◆ DIRECTIVE 1 ◆
According to the excerpt on multithreaded code, which tools besides the debugger become harder to get working?
◆ DIRECTIVE 2 ◆
Continue the excerpt on multithreaded code, starting after its last sentence.

[Start EXCERPT]

No offense, but you're nuts. ;) Multithreaded code is nearly always
much, much more difficult to deal with. It's the sort of thing where you
start out thinking "gee, I'm not sharing much of anything, it should be
a no brainer" and throwing in a little bit of locking, and then go to
"oops, there's one rare case where this will deadlock, better go throw
in a little more synchronization", to "crap, lemme start over and design
this thing right", to "aha! I've got a beautiful design that I've
practically *proved* is correct with almost no overhead in the common
case, and with only half a dozen synchronization operations", to "oh
damn, I didn't think that would ever happen. But surely it's a small
change to prevent this stupid little deadlock", to "no, these
incremental fixes will never work, I'm gonna have to redesign the whole
thing, but this time I'll get it right", to "now why the hell did I ever
start this in the first place?"

It's *always* simple when you think about it at a high level. And in my
experience and that of many people I know, it's always incredibly hairy
by the time you're done implementing it. Now add to that the problems
with getting the debugger to work with it, profilers to do the right
thing, etc. (and remember, you're raising the bar for everyone _else_
who might want to hack on the code, or just submit detailed bug
reports.)

[End EXCERPT]
[Start EXTRACTED RECORDS]

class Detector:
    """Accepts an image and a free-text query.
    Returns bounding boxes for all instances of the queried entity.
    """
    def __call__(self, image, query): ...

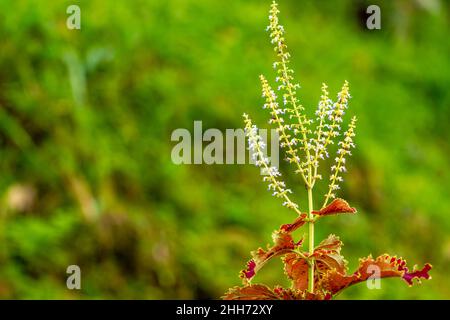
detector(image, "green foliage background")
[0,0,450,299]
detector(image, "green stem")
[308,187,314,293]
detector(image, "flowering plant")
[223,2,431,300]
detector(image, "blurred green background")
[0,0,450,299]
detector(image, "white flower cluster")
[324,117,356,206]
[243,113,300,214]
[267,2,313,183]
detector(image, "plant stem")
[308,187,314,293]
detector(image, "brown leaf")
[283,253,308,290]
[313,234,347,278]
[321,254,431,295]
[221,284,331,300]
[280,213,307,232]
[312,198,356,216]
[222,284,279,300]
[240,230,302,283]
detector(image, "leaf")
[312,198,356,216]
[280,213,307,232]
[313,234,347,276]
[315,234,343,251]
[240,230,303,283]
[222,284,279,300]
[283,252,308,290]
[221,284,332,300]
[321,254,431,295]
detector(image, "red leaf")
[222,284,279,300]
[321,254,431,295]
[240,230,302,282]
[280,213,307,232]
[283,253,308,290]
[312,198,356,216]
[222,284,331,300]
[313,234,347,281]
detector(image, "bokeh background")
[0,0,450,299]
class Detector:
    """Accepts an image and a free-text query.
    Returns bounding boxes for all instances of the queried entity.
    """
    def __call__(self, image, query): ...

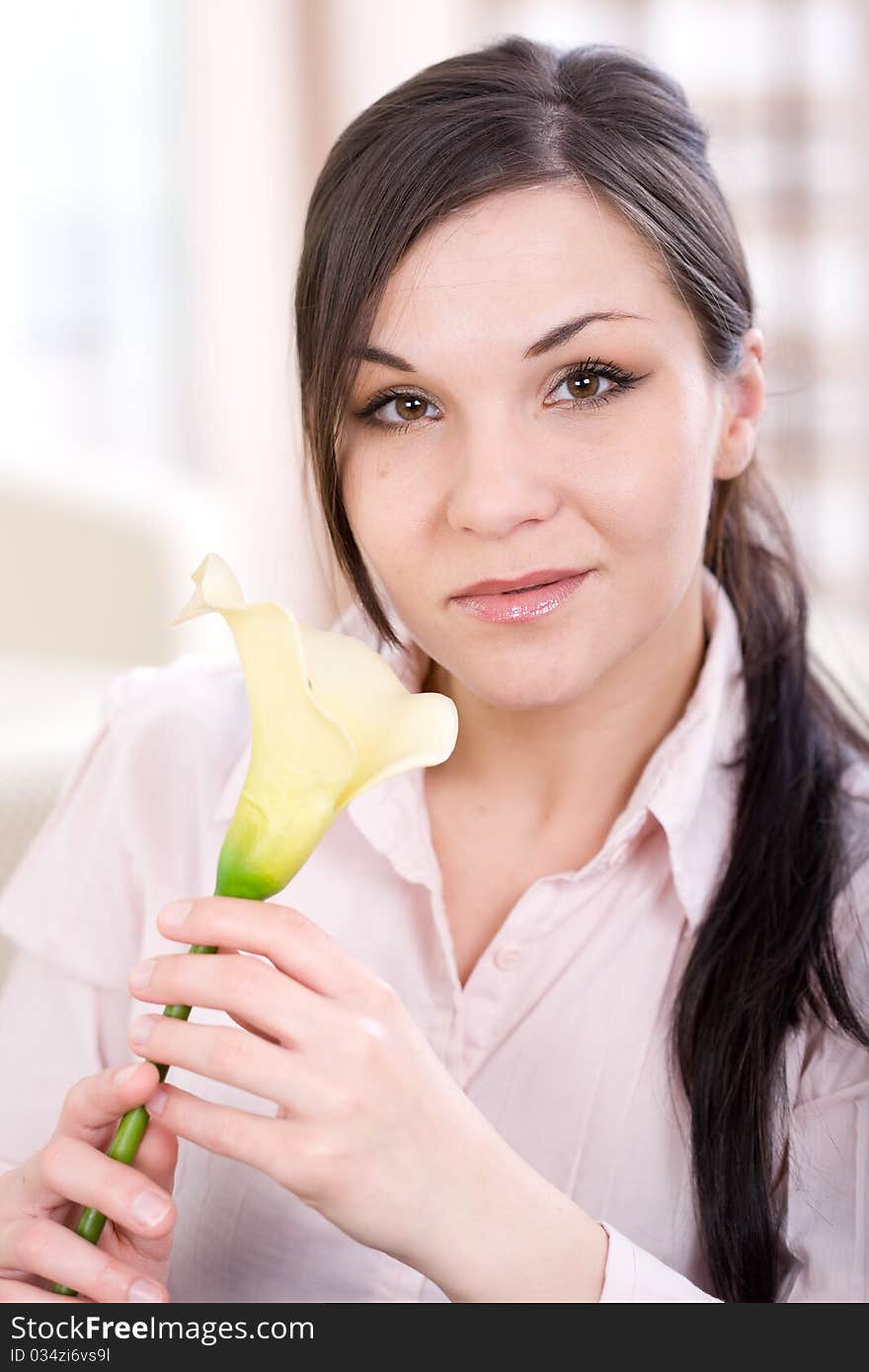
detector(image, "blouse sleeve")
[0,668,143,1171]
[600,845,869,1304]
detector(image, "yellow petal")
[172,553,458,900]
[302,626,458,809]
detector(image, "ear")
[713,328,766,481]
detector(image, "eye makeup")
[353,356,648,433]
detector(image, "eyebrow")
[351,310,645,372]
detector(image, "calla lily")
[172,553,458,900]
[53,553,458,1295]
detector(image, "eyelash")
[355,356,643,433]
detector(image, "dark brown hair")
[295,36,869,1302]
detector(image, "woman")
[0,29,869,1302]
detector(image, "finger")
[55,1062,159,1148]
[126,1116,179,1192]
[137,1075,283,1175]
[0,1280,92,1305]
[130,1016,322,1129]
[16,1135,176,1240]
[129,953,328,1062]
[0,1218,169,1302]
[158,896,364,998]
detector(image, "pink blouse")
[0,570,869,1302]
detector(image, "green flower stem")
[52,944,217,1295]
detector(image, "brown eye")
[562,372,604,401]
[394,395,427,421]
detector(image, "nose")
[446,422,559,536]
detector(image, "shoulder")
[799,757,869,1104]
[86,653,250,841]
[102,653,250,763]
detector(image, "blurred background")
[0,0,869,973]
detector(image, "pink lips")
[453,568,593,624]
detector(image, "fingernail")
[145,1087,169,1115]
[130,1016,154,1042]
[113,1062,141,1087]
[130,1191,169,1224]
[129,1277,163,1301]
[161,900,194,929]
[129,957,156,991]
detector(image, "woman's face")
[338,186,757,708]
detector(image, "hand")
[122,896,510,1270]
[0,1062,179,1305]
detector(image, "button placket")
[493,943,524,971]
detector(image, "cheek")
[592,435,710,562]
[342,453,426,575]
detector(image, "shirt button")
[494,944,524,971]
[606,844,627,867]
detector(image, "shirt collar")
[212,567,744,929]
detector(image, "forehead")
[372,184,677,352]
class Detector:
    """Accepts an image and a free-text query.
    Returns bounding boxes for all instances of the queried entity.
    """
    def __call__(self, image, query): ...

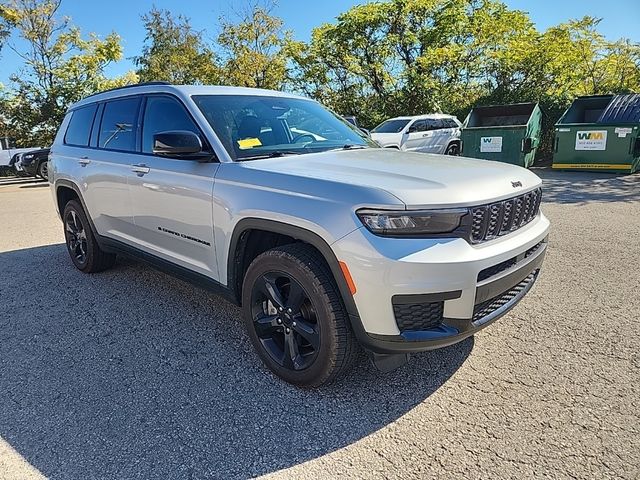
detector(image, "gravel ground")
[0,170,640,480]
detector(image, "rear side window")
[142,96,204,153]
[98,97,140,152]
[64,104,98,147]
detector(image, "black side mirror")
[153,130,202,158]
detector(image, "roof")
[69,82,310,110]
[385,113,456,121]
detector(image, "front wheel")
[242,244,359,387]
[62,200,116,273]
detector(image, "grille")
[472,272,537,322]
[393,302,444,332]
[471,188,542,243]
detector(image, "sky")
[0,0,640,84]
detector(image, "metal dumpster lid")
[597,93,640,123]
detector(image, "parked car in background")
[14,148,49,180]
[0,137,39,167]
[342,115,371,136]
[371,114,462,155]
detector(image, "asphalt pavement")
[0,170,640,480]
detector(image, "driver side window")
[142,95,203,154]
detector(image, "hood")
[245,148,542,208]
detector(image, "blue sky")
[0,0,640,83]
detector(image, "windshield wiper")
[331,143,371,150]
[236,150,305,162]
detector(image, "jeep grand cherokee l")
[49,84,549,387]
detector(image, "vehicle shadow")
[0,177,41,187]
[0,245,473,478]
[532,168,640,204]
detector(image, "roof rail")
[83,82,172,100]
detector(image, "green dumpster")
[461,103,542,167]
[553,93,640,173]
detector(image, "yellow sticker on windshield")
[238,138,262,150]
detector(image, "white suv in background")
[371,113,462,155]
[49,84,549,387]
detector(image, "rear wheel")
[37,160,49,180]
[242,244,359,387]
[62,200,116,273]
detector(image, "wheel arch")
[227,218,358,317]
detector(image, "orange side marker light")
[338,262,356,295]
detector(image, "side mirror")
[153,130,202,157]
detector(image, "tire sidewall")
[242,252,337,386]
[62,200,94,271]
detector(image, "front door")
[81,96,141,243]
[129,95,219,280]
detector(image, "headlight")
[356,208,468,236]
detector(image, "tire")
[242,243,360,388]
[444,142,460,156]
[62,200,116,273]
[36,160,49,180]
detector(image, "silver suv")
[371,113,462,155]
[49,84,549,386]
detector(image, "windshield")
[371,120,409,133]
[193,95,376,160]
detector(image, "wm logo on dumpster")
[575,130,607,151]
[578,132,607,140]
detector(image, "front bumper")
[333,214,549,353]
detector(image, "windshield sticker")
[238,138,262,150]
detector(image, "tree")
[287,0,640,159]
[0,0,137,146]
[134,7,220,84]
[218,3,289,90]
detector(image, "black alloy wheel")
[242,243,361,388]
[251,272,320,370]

[End EXTRACTED RECORDS]

◆ RIGHT ANSWER 1 ◆
Profilers.

◆ RIGHT ANSWER 2 ◆
Now Java people live in a special world where it actually *is* possible
to do some nontrivial threading without diving off the deep end. But if
you talk to experienced Java programmers who actually gained significant
performance benefit from it, you'll hear pretty much the same story.
(The great success of Java threading, IMHO, is that you actually *can*
get some logic simplifications out of threading without trying very
hard.)

IMHO, threads in C should be reserved for very small, isolated sections
of code that really need the performance gain. And even then, you'd be
surprised at the number of times that fork() will give you 90% of what
you want with 10% of the headaches. It can even improve the system
architecture -- threading tends to lead you to a model where lots of
things diddle with the shared state; multiprocessing tends to make you
separate out the shared stuff into a single piece with a well-defined
API for the autonomous processes.

Just my 2 cents.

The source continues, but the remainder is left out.